:: WORK TO BE COMPLETED ::
In the items below, how many lines contain the word "green"? Reply with the number alone.

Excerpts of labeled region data
- - -

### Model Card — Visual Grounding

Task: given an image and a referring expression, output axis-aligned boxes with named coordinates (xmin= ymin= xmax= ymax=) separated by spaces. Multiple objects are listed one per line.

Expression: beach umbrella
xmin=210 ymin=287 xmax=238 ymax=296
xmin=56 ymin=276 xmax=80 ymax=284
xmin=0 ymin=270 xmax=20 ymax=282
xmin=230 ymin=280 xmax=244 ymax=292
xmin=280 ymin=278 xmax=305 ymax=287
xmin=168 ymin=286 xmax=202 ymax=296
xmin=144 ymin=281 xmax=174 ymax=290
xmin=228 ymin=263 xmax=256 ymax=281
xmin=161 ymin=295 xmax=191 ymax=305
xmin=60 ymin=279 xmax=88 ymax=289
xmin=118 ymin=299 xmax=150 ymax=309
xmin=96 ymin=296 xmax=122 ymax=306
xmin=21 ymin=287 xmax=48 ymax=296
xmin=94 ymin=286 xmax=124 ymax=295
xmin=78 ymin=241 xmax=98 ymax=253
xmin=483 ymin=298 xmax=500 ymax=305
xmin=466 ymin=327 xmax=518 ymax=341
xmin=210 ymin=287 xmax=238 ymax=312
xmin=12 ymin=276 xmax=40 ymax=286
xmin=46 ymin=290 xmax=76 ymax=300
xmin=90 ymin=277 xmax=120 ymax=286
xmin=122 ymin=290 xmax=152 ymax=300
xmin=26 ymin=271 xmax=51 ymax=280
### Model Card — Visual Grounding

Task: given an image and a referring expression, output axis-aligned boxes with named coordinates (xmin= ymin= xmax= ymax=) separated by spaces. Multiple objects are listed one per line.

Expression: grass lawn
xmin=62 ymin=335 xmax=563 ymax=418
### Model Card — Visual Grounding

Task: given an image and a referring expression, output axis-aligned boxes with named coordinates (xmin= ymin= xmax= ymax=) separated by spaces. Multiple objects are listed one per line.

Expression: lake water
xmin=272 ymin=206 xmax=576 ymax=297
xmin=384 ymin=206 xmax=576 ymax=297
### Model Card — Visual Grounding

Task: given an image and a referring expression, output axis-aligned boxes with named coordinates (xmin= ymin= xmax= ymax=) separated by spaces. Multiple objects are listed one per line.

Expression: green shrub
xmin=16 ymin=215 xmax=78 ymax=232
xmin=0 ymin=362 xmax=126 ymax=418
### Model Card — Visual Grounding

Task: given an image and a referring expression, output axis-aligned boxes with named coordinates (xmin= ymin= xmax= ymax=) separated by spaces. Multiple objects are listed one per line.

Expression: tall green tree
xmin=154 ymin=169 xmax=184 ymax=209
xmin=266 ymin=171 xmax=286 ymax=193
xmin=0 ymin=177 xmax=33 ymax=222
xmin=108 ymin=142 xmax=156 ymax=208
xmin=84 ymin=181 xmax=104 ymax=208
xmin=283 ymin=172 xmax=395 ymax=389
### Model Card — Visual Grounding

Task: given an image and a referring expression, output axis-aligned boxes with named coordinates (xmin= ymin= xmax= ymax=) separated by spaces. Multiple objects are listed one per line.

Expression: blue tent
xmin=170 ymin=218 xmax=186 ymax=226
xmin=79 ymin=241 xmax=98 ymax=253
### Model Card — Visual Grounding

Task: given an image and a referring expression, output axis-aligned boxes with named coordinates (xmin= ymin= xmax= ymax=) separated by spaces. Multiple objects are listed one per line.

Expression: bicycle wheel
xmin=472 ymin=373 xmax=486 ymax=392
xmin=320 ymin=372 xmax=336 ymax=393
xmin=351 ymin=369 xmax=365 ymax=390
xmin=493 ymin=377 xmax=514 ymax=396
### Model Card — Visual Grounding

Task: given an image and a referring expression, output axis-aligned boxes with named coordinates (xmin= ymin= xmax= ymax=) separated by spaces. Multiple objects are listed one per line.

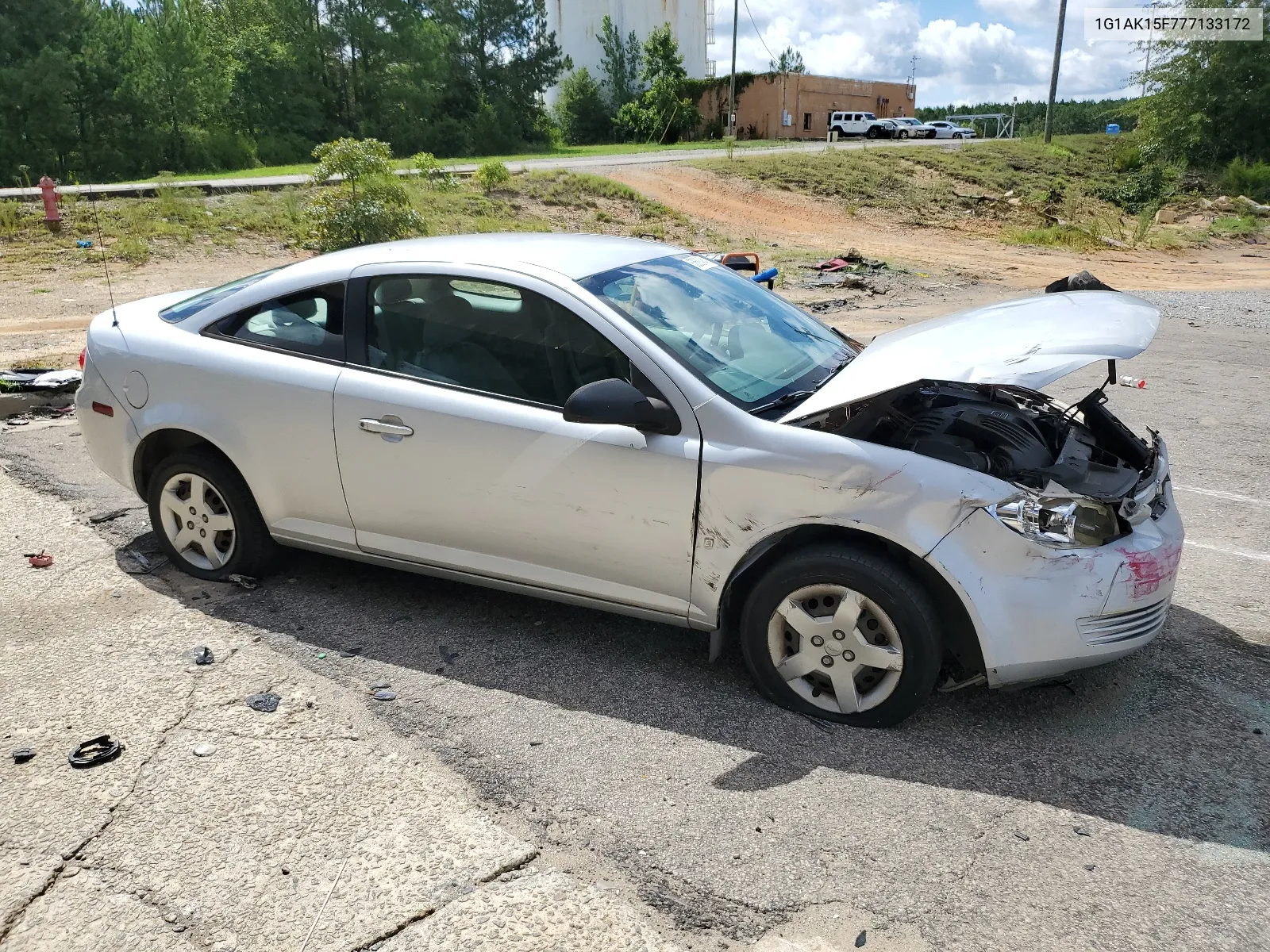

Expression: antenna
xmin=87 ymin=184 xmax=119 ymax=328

- - -

:: FINAL RESULT ::
2